By day, Struan Murray is a lecturer in Biochemistry at the University of Oxford. But ever since he was a boy, Struan has doodled, drawn comics and written stories. And so it was that, last week, Year 7 students had the chance to hear the fascinating story of how, for the past five years, Struan has doodled, written and edited his way towards the completion of his debut novel, Orphans of the Tide.
Orphans of the Tide, which is out now in Penguin, is set in a city much like Edinburgh. But it is an Edinburgh which is nonetheless flooded by advancing sea levels and thus has another shadowy, underwater city beneath it. Into this world arrives a mysterious boy washed in by the tide, whom the people of the city identify as the Enemy – the god who drowned the world. Only Ellie, a fearless young inventor living in a workshop crammed with curiosities, has the courage and ingenuity to save him – and so begins their adventure.
Struan was a fascinating speaker, who won the girls over immediately through a shared love of Pokemon. From there, he led us through his influences, such as Philip Pullman and Ursula Le Guin, showing the girls how the fantastic worlds and adult tone of these writers inspired him to create his heroine, Ellie, a feisty, unapologetic girl in a city ruled by men.

**Data**
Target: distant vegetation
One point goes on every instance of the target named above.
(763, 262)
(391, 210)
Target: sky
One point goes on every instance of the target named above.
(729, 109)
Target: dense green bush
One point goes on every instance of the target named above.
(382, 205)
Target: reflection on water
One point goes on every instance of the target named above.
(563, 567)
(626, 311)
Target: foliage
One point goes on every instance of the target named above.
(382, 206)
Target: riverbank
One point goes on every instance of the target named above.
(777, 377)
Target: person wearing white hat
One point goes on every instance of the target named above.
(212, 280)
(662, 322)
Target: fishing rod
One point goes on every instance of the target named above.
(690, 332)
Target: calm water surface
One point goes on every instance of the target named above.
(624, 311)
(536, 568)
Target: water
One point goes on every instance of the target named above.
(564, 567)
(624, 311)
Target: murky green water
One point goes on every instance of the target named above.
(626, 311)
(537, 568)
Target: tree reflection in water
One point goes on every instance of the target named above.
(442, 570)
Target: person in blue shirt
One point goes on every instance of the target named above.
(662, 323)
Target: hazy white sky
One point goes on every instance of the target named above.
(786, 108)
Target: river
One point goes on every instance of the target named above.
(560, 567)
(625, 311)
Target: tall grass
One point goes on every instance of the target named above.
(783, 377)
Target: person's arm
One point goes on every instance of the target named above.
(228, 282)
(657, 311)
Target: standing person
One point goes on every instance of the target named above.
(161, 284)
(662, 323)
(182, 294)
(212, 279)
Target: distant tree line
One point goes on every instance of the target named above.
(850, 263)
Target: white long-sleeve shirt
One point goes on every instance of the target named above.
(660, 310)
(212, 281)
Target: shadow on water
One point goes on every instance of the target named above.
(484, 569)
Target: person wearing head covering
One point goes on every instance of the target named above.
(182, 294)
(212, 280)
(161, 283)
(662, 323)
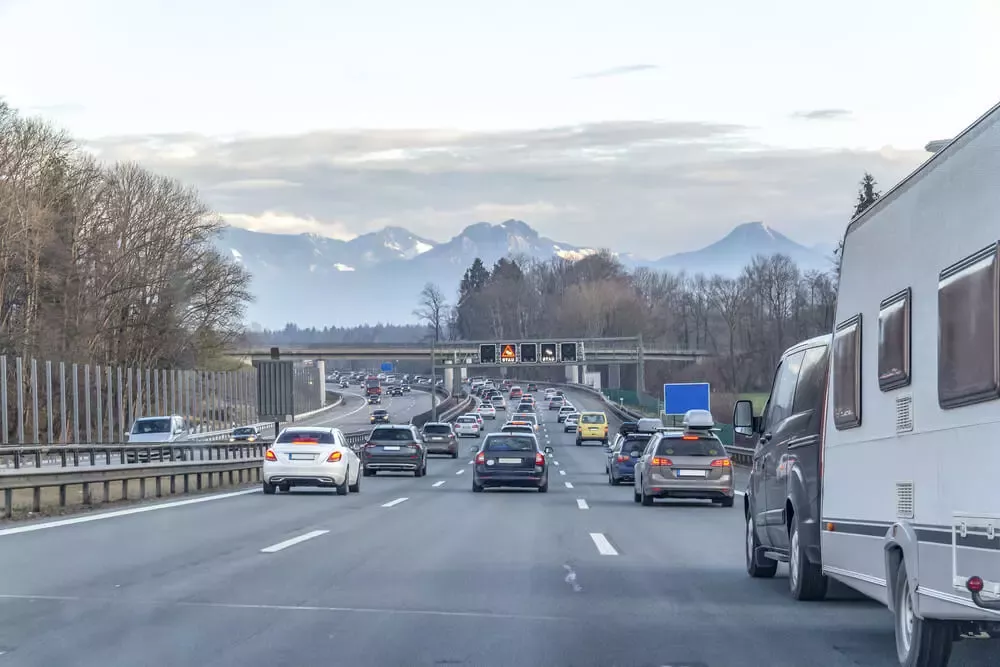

**Required tasks**
a) Answer these questions using the article on Struan Murray's school visit.
(i) In which subject is Struan Murray a lecturer at the University of Oxford?
(ii) Which city is the setting of Orphans of the Tide much like?
(iii) Which two writers are named as his influences?
b) Please reproduce the article on Struan Murray's school visit word for word, from "Struan was a" up to and including "ruled by men.".
c) Carry on the article about Struan Murray's talk to Year 7 from the point where it stops.

**Responses per task**
a)
(i) Biochemistry
(ii) Edinburgh
(iii) Philip Pullman and Ursula Le Guin

b)
Struan was a fascinating speaker, who won the girls over immediately through a shared love of Pokemon. From there, he led us through his influences, such as Philip Pullman and Ursula Le Guin, showing the girls how the fantastic worlds and adult tone of these writers inspired him to create his heroine, Ellie, a feisty, unapologetic girl in a city ruled by men.

c)
The wonderful thing about fantasy is that it frees you to do what you want.
As for the world in which Orphans is set, Struan led us on a fascinating journey of understanding. It all started with the doodle he drew of a whale lying marooned on a church roof. How the did the whale get there? Who was the girl standing unafraid and alone on the roof, while all the rest of the townsfolk looked on in fear? Answering these questions gave him the momentum to start writing – as well as an object lesson in how even the best stories can start with a doodle or a daft idea that pops out of nowhere!
Next we learned about the importance of place in Struan’s writing. The setting of his novel features elements of Struan’s hometown of Edinburgh, where tall houses crowd out the light in the alleyways below and there is often the hint of another city below the first. And yet, Struan told the Year 7s, the wonderful thing about fantasy is that it frees you to do what you want. So Struan, who loves marine biology, decided his Edinburgh would be the kind of place where, at any moment, a whale might swim past underneath you, and which is marooned by the waters like Mont Saint Michel when the tides come in.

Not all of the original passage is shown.